[Records from a collection]
· · ·

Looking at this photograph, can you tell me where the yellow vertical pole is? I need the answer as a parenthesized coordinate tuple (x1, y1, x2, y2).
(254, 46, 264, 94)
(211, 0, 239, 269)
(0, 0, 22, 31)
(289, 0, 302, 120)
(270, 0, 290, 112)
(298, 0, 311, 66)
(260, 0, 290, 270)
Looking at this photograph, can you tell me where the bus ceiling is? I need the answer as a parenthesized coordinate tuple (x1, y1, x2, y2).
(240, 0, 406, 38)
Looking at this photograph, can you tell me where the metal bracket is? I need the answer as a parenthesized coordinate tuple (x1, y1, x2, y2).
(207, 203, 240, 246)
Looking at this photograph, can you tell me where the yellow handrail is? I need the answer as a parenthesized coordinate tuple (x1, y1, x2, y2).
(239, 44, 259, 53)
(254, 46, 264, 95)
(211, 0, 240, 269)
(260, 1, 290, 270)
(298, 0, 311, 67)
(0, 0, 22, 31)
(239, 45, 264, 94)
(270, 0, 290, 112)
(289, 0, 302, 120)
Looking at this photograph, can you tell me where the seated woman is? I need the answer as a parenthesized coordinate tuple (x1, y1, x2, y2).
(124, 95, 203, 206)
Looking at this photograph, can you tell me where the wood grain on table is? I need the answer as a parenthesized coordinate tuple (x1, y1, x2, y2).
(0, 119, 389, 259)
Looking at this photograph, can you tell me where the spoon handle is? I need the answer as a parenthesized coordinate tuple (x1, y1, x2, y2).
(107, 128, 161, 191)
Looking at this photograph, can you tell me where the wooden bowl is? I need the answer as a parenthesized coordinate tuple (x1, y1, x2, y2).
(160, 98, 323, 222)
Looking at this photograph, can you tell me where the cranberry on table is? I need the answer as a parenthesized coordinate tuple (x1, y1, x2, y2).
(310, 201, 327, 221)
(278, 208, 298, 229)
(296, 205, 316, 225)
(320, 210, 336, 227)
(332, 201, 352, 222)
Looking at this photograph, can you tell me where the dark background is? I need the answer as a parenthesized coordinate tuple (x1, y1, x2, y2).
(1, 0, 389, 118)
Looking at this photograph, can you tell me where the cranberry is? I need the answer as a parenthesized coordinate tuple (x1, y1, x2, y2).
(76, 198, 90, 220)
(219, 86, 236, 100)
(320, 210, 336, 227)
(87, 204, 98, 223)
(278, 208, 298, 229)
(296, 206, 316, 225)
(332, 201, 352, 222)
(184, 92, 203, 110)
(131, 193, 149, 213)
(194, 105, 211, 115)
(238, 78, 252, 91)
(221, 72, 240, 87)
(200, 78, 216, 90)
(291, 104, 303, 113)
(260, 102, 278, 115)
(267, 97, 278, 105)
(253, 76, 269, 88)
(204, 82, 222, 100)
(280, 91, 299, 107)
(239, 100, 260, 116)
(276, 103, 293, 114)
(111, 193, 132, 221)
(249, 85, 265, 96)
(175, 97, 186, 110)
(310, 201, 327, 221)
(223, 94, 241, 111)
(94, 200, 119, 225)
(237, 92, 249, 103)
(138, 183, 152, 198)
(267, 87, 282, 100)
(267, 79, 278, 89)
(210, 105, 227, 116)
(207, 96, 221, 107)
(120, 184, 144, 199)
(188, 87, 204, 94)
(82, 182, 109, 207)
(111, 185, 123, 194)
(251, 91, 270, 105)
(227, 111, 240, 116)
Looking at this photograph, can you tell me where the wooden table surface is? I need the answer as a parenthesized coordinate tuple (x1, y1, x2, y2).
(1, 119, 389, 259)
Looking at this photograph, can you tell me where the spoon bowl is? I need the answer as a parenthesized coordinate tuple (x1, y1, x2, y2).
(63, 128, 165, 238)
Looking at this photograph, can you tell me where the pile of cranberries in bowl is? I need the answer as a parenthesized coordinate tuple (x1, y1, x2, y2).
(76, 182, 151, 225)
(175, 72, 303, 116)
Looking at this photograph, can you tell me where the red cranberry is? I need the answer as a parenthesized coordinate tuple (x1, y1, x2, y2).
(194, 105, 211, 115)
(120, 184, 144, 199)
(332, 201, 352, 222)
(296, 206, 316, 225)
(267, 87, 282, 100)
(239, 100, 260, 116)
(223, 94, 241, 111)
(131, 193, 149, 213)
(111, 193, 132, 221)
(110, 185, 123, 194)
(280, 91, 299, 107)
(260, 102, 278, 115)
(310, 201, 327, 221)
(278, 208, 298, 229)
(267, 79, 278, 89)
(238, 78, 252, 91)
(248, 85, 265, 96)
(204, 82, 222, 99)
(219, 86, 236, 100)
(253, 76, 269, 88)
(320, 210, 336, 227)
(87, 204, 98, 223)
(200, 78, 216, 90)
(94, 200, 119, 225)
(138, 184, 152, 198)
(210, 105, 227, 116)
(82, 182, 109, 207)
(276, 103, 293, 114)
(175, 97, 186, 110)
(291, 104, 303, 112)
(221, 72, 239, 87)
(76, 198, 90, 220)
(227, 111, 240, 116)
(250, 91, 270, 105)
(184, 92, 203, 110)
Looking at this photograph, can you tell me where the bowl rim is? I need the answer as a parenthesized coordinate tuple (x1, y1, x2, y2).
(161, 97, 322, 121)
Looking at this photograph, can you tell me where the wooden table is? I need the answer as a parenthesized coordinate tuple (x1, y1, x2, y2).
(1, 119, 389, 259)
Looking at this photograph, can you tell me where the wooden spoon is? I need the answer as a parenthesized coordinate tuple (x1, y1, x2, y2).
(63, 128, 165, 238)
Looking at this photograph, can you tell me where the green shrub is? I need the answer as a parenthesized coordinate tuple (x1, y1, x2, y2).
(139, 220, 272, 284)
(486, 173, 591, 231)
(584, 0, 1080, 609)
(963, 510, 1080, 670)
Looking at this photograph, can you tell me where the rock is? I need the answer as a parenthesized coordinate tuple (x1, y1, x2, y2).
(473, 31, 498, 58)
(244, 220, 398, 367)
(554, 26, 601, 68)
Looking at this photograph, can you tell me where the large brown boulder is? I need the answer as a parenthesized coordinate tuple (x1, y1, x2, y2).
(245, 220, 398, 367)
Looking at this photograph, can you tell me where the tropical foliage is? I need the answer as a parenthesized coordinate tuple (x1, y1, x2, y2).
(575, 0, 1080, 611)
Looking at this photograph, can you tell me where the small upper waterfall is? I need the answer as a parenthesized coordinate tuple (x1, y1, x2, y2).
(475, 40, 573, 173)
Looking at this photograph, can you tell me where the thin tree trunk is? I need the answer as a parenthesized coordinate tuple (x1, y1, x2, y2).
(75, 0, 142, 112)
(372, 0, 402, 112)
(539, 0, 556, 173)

· · ·

What are the lines from the one with "Looking at this photograph, can you tell me where the small" through the end of the entries? Give them again exactly, both end lines included.

Exercise solution:
Looking at this photograph, can you tell me where the small upper waterfall is? I need the answer as a parenthesized coordinate tuple (x1, y1, x2, y2).
(475, 40, 573, 173)
Looking at this photograph, can you tell me where the thin tree trunk is? I need the answer as a parenthesized coordinate tuple (x1, y1, x2, y2).
(75, 0, 142, 112)
(372, 0, 402, 112)
(539, 0, 556, 173)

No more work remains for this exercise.